18 computing_htcondor
Blake Leverington edited this page 2022-01-11 16:08:26 +01:00

Back to: Home Computing Wiki Page

HTCondor use on the d0 cluster

Basic use, see the manual entry from the command line:

man condor_submit

A more descriptive explanation is found here: https://research.cs.wisc.edu/htcondor/manual/v7.6/2_5Submitting_Job.html

An example .sub file:

# Generic job which will run under local CentOS7 container, on modern servers only

# What to run and arguments, can (and probably always should be) a script
executable            = ./job.sh
arguments             = 

# Safe option, so files are not transfer when not required (our servers have access
# to the same storage, /auto/work, /auto/data, /home).
should_transfer_files = IF_NEEDED

# Without variable part, output files will be the same for all jobs.
# That can be confusing.
output                = output/job.$(ClusterId).$(ProcId).out
error                 = output/job.$(ClusterId).$(ProcId).err
log                   = output/job.$(ClusterId).log

# It is possible apply current environment variables in jobs, with the following
# flag. But in general when particular environment is required, safe option
# is directly call the script which setup correct environment (lb-run, etc). In LHCb case
# that can also set optimal platform.
#getenv                = True


# The following flag by itself set 2 following options. It is set by default
# when submiting from CentOS7 container, but setting it explicitly produce
# desired result from Ubuntu as well (when submited from hosts supporting it).
+FromVIRTC = "CentOS7"

# Ask to run inside local "centos7" container on working node
#  +WantVIRTC = "CentOS7"
# Execute on modern servers only
#  +WantCPUCap = 2020

# To run the job under Ubuntu, set
#  +FromVIRTC = ""
# or
#  +WantVIRTC = ""


# For any job (Ubuntu/CentOS) it is possible limit used servers with
#  +WantCPUCap = 2020
# Or run on any server with
#  +WantCPUCap = 0

# The number is the number of subjobs
queue 2

A simple job.sh file to see if ROOT is available and which version.

SOURCE MATERIAL:
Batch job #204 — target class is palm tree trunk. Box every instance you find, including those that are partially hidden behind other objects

ACTIONS TO TAKE:
1/ Please translate this sentence from the HTCondor page into Spanish: "Without variable part, output files will be the same for all jobs."
2/ Decide whether each statement agrees with the HTCondor page. Answer yes or no for each, quoting the words of the page that settle it.
(a) The example .sub file sets should_transfer_files to IF_NEEDED.
(b) The example .sub file queues three subjobs.
(c) The servers share access to storage that includes /auto/work.
3/ Go on with the HTCondor page from the point where it stops.

TASK ANSWERS:
1/ Sin una parte variable, los archivos de salida serán los mismos para todos los trabajos.

2/
(a) Yes: "should_transfer_files = IF_NEEDED"
(b) No: "queue 2"
(c) Yes: "to the same storage, /auto/work, /auto/data, /home"

3/
#!/bin/bash

hostname
pwd
/work/software/os_version

#setup a simple lhcb environment and check if ROOT is the correct version
source /cvmfs/lhcb.cern.ch/lib/LbEnv
source /cvmfs/sft.cern.ch/lcg/views/LCG_98/x86_64-centos7-gcc9-opt/setup.sh
env #outputs the current environment in stdout
which root
root-config --version

Then submit the job via the command line:

mkdir -p output #setup a condor output directory to keep things clean
condor_submit -file job.sub 

You can test your executable or script interactively via:

condor_submit -interactive

which will open a shell on the machine where you can run your executable by hand.

Email's from Alexey:

Email 3 from Alexey:

Dear colleagues,

I have achieved what I have planed as default behavior in our batch system (HT Condor), when submission is done from CentOS7 container (currently only from lhcba1 port 30).

ssh -p 30 lhcba1.physi.uni-heidelberg.de

Without any extra flags in the configuration, jobs shoud run under CentOS7 (local container), after login scripts applied and in the current (at the time of submission) directory. Also jobs will run on "LHCb software compatible" servers only.

There are currently 3 servers with 90 slots in total which support that model. There will be one more with 16 slots. 4 other servers are interactive at the moment, lhcba1, d0new, lhcbi1 and not updated yet d0bar-new. They can be added for batch processing (also time limited, f.e. at nights and weekends) but there is no such plans at the moment.

All other servers (many...) are "old". They will be updated to support mentioned submission, but they can fail to run particular versions of LHCb software.

Simple test can be started from lhcba1 port 30, with command

condor_submit -interactive

An example of submission file is in /auto/work/zhelezov/singularity/batch_centos7. Do not forget to start job submission from directory into which you can write, otherwise log files can not be written and your jobs will be in "on hold" state forever.

I still propose to use Singularity based approach when possible, demonstrated in /auto/work/zhelezov/singularity/FCNCfitter. That allows to use SLC6 / CentOS8 / etc. without local installation on all servers.

While not really checked, I believe the environment closely mimics current CERN/DESY HTCondor. Note that defaults are conservative (everywhere) in reserved resources (1 core, 512MB RAM). It is better specify required resourced explicitly (as documented in general HTCondor manual).

For the moment there is no multi-core slots and up to 8GB RAM per slot. Jobs with higher requirements will find no working nodes. Please let me know if you hit the problem.

Regards, Alexey.

Email 2 from ALexey:

Dear colleagues,

lhcba1 was updated and rebooted. The process was trouble free, after a while the server has lost network and it had to be restarted again. The reason is unknown. Please let me know if it stuck again, better with WhatsUp +4917648253440 . For the same reason, please do NOT try to use GPU till Monday.

I have decided to change container schema already now, so port 30 is a new style container. The only expected change for users: singularity can be used from CentOS7 container.

The change "simplify" proposed tests, just check things are still working fine on lhcba1 port 30. Any response about the batch system behavior is still more then welcome.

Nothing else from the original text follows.